*TEXT PROVIDED:*
---------------
Speeding up the Math.Abs() function for integers A little bitwise trick

I was looking up some information on bitwise tricks to do faster operations, and I saw that a quick way to do the absolute value operation on a 32-bit integer is:

//version 1

i = x < 0 ? -x : x;

And that’s the version that nVidia has used for the implementation in device code (see math_functions.h in the include directory of your CUDA toolkit). However, the same page I was reading also lists this version, which apparently is somewhat faster:

//version 2

i = (x ^ (x >> 31)) - (x >> 31);

If I get a little time after work today or tomorrow I’ll replace it and try to run some tests on it. The page I read claims that it’s 20% faster in their tests, but I wonder if it could be even better for CUDA since it there’s no branching. Maybe one of the nVidia compiler guys can take a look as well?
---------------
*SUPPLIED DATA:*
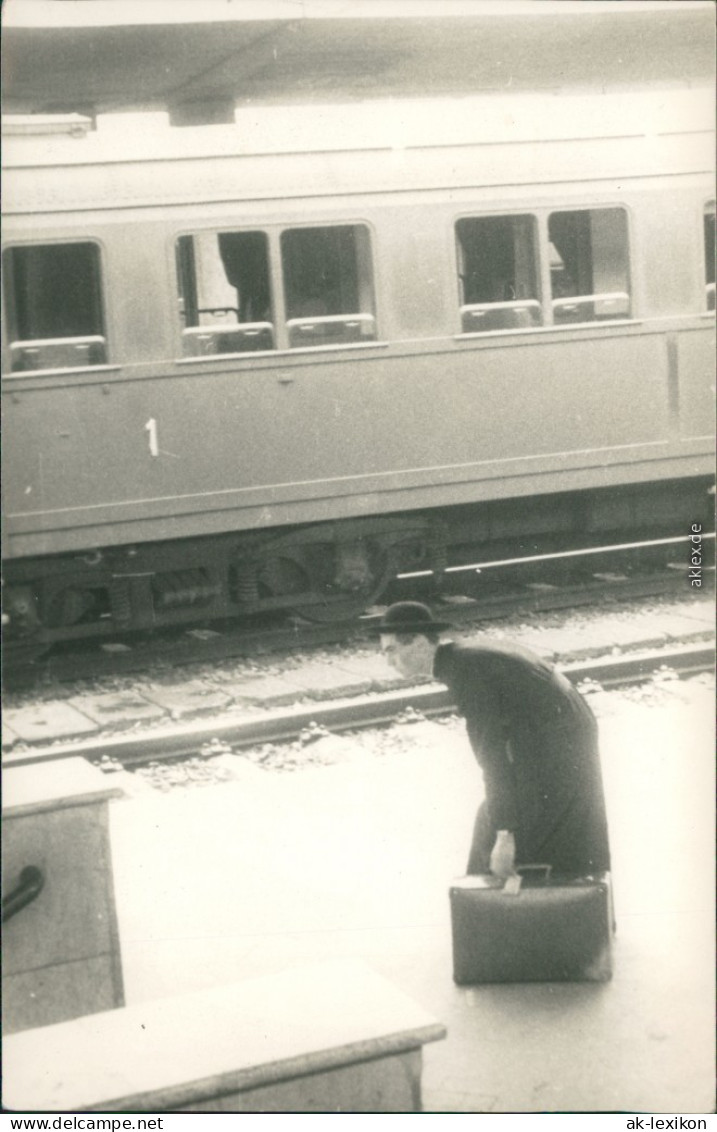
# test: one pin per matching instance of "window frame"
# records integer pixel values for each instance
---------------
*STATED EXERCISE:*
According to the forum post, how much faster than version 1 did the page the writer read find version 2 to be in its tests? Rely solely on the forum post for the answer.

*ANSWER:*
20% faster.